>> START Text section

An interview with Fashion Week’s Graduate Fashion Designer of the Year

Posted: July 4, 2024

A man and woman posing together at an awards ceremony


“Studying fashion taught me to be free and push boundaries.” That’s how Rafael Azevedo, a second year Fashion & Textiles Level 3 student, sums up his experience at Leeds City College.

But graduating was just one of this year’s highlights for the 18 year old, as he was also recently crowned ‘Graduate Fashion Designer of the Year 2024’ at the prestigious Fashion Week Awards UK – an accolade he never dreamt of achieving when he first started out.

We chatted to Rafael about his transformational journey from fashion novice to fashion expert.

Tell us about yourself – what inspired your interest in fashion?


I have always been surrounded by the creative industry but, to be honest, fashion was actually a last-minute decision. At first I was set on doing architecture but ended up deciding that I wanted something more ‘hands on’. 

I was actually making my own prom outfit at the time and remember asking myself ‘‘how hard can fashion be?’. 

That was that!

Woman in red dress posing in front of a car.
Rafael’s course has helped to shape his individual design style


How did you hear about the Graduate Fashion Designer of the Year award?


I came across the Fashion Week Awards through Cheshire Fashion Week (CFW). In June 2023 I was applying for internships and managed to secure a work placement at CFW as a backstage coordinator.

This enabled me to meet a lot of designers and industry professionals, one of whom was Creative Director Claire Namukolo Raven. It turned out that Fashion Week Awards UK is organised and sponsored by CFW (along with Fashion Week Arts and Porsche Cheshire).

When I saw that they were looking for designer applications for their SS24 show, I was intrigued and contacted Claire who asked if I would be interested in submitting an application for the awards. I instantly said yes.

>> END Text section
>> START Listing

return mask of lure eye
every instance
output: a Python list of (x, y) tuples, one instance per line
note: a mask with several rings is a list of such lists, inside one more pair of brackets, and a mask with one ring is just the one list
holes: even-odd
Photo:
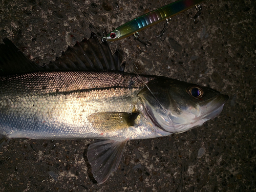
[(204, 94), (203, 89), (199, 87), (190, 87), (187, 89), (187, 92), (195, 99), (201, 98)]
[(116, 38), (116, 35), (115, 33), (110, 33), (110, 36), (112, 39), (114, 39), (115, 38)]

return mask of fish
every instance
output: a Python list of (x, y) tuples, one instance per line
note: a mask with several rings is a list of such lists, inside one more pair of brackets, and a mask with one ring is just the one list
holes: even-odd
[(166, 77), (124, 72), (95, 34), (48, 65), (0, 45), (0, 145), (10, 139), (94, 139), (87, 158), (98, 183), (119, 164), (130, 140), (182, 133), (215, 118), (228, 96)]

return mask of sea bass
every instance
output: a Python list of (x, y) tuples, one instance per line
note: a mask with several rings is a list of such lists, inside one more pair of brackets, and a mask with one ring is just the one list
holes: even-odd
[(118, 54), (112, 55), (108, 44), (94, 35), (43, 67), (4, 40), (0, 144), (20, 138), (99, 139), (89, 145), (88, 158), (95, 179), (102, 183), (117, 168), (128, 140), (201, 125), (218, 116), (228, 99), (208, 87), (124, 73)]

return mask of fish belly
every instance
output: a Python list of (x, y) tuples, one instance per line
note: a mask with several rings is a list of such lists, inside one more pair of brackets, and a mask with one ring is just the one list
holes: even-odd
[(135, 76), (121, 73), (37, 72), (0, 78), (0, 133), (9, 138), (113, 137), (115, 133), (103, 135), (95, 129), (88, 117), (132, 113), (143, 86)]

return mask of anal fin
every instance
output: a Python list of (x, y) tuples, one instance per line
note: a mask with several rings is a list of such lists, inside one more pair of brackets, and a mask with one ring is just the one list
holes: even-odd
[(90, 144), (87, 157), (98, 183), (104, 183), (117, 169), (126, 142), (126, 140), (97, 140)]

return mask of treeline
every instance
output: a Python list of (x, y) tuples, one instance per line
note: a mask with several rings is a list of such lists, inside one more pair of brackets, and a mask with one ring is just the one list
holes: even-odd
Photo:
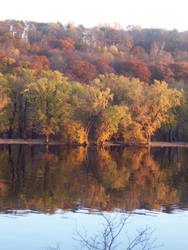
[(58, 70), (88, 83), (115, 73), (148, 83), (188, 78), (188, 31), (0, 22), (0, 72)]
[(188, 140), (187, 53), (175, 30), (0, 22), (1, 136)]
[(0, 105), (4, 138), (43, 136), (47, 143), (50, 137), (69, 144), (149, 143), (161, 127), (172, 139), (187, 126), (182, 90), (113, 73), (84, 85), (59, 71), (21, 69), (0, 76)]

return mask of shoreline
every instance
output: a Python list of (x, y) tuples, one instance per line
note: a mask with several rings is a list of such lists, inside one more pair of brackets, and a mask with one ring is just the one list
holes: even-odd
[[(44, 140), (42, 139), (0, 139), (0, 144), (7, 144), (7, 145), (47, 145)], [(58, 142), (58, 141), (51, 141), (48, 144), (58, 146), (58, 145), (64, 145), (64, 146), (70, 146), (69, 144), (65, 142)], [(96, 144), (90, 144), (95, 145)], [(72, 144), (72, 146), (84, 146), (80, 144)], [(104, 147), (110, 147), (110, 146), (128, 146), (128, 147), (148, 147), (145, 144), (133, 144), (133, 143), (110, 143), (107, 142), (103, 145)], [(188, 142), (164, 142), (164, 141), (152, 141), (150, 144), (150, 147), (188, 147)]]

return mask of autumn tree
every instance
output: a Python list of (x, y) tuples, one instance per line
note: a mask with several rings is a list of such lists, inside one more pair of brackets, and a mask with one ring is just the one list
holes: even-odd
[(49, 143), (50, 135), (60, 130), (65, 113), (68, 82), (58, 71), (42, 71), (40, 78), (27, 85), (24, 91), (32, 105), (33, 128), (44, 135)]

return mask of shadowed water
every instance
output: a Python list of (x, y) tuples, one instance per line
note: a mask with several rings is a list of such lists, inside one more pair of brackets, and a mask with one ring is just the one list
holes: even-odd
[[(24, 249), (27, 242), (30, 245), (28, 249), (58, 244), (63, 237), (60, 230), (62, 220), (63, 225), (67, 224), (66, 233), (70, 236), (75, 216), (76, 223), (86, 223), (84, 225), (89, 231), (93, 230), (95, 221), (101, 220), (97, 215), (101, 211), (110, 214), (129, 211), (135, 214), (135, 227), (164, 223), (167, 228), (169, 224), (170, 232), (172, 225), (176, 223), (177, 227), (177, 221), (180, 221), (178, 216), (187, 213), (187, 162), (186, 148), (153, 148), (148, 152), (141, 148), (54, 146), (46, 152), (42, 146), (1, 145), (0, 221), (1, 225), (4, 223), (1, 233), (5, 233), (6, 237), (1, 236), (0, 242), (11, 244), (12, 235), (10, 237), (6, 230), (14, 228), (17, 234), (19, 232), (14, 249)], [(149, 214), (152, 220), (143, 216), (145, 214)], [(22, 215), (23, 218), (15, 215)], [(142, 222), (139, 222), (140, 218), (143, 218)], [(56, 224), (53, 224), (55, 221)], [(30, 231), (24, 238), (26, 225), (30, 225)], [(186, 224), (180, 227), (181, 235), (185, 227)], [(162, 229), (158, 230), (161, 230), (158, 234), (162, 239)], [(182, 237), (181, 249), (186, 249), (183, 242), (186, 238)], [(45, 238), (51, 238), (51, 241), (45, 242)], [(168, 234), (165, 238), (168, 239)], [(72, 236), (69, 243), (70, 239)], [(65, 246), (68, 244), (65, 240), (63, 242)], [(180, 249), (179, 246), (173, 243), (172, 248), (167, 244), (163, 249)], [(3, 249), (12, 249), (12, 246), (5, 244)], [(75, 248), (67, 245), (62, 249)]]

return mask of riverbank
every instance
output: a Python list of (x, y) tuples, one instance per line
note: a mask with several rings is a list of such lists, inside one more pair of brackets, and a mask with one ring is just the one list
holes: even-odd
[[(45, 141), (42, 139), (0, 139), (0, 144), (25, 144), (25, 145), (45, 145)], [(68, 145), (65, 142), (50, 141), (49, 145)], [(92, 144), (91, 144), (92, 145)], [(95, 144), (94, 144), (95, 145)], [(74, 146), (80, 146), (75, 145)], [(106, 143), (104, 146), (139, 146), (146, 147), (142, 144), (132, 144), (132, 143)], [(163, 142), (163, 141), (153, 141), (150, 144), (151, 147), (188, 147), (188, 142)]]

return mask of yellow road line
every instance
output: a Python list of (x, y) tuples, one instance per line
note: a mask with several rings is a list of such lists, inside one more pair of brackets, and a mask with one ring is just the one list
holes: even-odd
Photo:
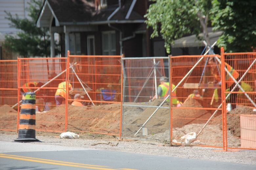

>> END Listing

▸ Given task 1
In the interview, condense the paragraph beginning "This enabled me to meet" into a short bulleted list that keeps its main facts.
▸ Given task 2
Answer these about the interview, each on its own line:
(a) How old is Rafael?
(b) What course is he studying, and at which college?
(c) What role did he hold during his work placement at CFW?
▸ Given task 3
Extract the passage of the interview from "An interview with" up to and including "Leeds City College.".
Work only from the interview, not from the data.

▸ Expected answer 1
- The work placement let Rafael meet many designers and industry professionals.
- One of them was Creative Director Claire Namukolo Raven.
- Fashion Week Awards UK is organised and sponsored by CFW, along with Fashion Week Arts and Porsche Cheshire.

▸ Expected answer 2
(a) 18
(b) Fashion & Textiles Level 3 at Leeds City College
(c) Backstage coordinator

▸ Expected answer 3
An interview with Fashion Week’s Graduate Fashion Designer of the Year

Posted: July 4, 2024

A man and woman posing together at an awards ceremony


“Studying fashion taught me to be free and push boundaries.” That’s how Rafael Azevedo, a second year Fashion & Textiles Level 3 student, sums up his experience at Leeds City College.